The request>
Print the records below exactly as they appear.
--- Begin Records provided ---
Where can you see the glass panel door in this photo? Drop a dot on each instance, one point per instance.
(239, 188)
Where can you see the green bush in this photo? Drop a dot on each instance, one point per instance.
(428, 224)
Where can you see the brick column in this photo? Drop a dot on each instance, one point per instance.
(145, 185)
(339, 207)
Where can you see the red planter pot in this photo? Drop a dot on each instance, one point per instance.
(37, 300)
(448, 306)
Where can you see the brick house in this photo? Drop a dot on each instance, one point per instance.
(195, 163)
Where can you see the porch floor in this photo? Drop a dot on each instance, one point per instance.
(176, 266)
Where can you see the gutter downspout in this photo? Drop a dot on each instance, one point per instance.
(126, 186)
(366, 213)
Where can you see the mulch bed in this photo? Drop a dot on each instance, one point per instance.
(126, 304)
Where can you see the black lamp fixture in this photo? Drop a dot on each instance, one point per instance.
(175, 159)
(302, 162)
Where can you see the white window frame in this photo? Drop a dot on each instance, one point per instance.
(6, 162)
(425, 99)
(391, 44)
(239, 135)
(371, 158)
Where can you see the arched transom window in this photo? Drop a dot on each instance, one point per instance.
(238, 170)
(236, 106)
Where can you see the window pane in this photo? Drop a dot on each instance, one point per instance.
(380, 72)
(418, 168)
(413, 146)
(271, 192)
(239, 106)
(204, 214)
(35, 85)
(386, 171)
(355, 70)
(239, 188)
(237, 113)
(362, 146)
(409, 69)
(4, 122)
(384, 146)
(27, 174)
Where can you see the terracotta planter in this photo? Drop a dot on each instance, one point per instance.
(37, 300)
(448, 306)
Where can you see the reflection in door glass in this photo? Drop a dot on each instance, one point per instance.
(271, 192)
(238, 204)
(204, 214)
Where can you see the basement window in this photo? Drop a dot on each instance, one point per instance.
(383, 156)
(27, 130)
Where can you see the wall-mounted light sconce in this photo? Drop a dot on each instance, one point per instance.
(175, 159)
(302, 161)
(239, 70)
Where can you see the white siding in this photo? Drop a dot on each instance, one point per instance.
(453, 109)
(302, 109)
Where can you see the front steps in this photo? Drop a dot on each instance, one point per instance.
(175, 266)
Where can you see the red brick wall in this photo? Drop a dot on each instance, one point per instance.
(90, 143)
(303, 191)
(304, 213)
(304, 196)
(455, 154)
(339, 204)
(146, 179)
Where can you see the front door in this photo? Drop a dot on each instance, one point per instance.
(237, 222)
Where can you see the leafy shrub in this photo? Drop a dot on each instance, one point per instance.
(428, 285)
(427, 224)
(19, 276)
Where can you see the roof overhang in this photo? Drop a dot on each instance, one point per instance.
--- End Records provided ---
Exercise output>
Where can you see the glass panel door in this photo? Drop a dot on each instance, one point per instance.
(239, 188)
Where can you see the green bush in this photo? Drop a dot on each instance, one point per instance.
(428, 224)
Where can you see the brick column in this photo? Drop a dot on each instance, one point per instance.
(145, 185)
(339, 207)
Where can you see the red planter pot in this photo? Drop a dot on each instance, one point per instance.
(37, 300)
(448, 306)
Where can you see the brick house in this photo? Drop a dot on each instance, one point per instance.
(195, 163)
Where can you see the porch floor in this photo? Drop a dot on each instance, one point per instance.
(176, 266)
Where can you see the gutter downspout in this photo? Drop a dot on each instance, one point per instance.
(126, 186)
(366, 213)
Where can you see the mulch bed in this photo? Drop a dot on each instance, one point per instance.
(126, 304)
Where can you see the black lamp fixture in this photo? Drop a dot on each instance, one point per instance.
(175, 159)
(302, 162)
Where can you see the white window frame in this photo? Drop a dot on each instance, one point per instance.
(6, 162)
(425, 99)
(391, 44)
(239, 135)
(371, 158)
Where can you see the arched transom window in this photo? Drop a dot on each instance, one point per instance.
(238, 170)
(236, 106)
Where can you see the window pane in this photo? Drop a dot on each instance, one point per instance.
(380, 72)
(418, 168)
(413, 146)
(271, 192)
(239, 106)
(204, 214)
(35, 85)
(386, 171)
(355, 70)
(239, 188)
(237, 113)
(362, 146)
(409, 69)
(4, 122)
(384, 146)
(27, 174)
Where can you see the terracotta planter in this photo? Drop a dot on each instance, one point per instance.
(37, 300)
(448, 306)
Where can you see the reflection in door glass in this photo? Drop a dot on each instance, one point per instance.
(271, 192)
(238, 204)
(204, 214)
Where can you see the basement window in this photo? Drop a dot on each instance, one point per instance.
(383, 156)
(27, 130)
Where can you see the wall-mounted light sconce in this photo? Drop a dot on each instance, one point per instance.
(175, 159)
(302, 161)
(239, 70)
Where can you see the white siding in this photo? Drop a dot on each instance, one point per instance.
(453, 109)
(302, 109)
Where can you see the front steps in this photo? Drop a dot on each instance, one point per instance.
(175, 266)
Where can you see the red brick wall in this photo? Drop a dot on each instance, one point per instance.
(90, 143)
(303, 191)
(304, 213)
(304, 196)
(455, 154)
(339, 204)
(146, 179)
Where can you see the front door in this photo? Drop a dot on each instance, one point per instance.
(237, 222)
Where can you see the leafy shrub in this photo? Drop a dot on each instance, one point per instance.
(428, 285)
(427, 224)
(19, 276)
Where can you see the roof overhang in this photo? Drop a dot on each instance, one point per instance.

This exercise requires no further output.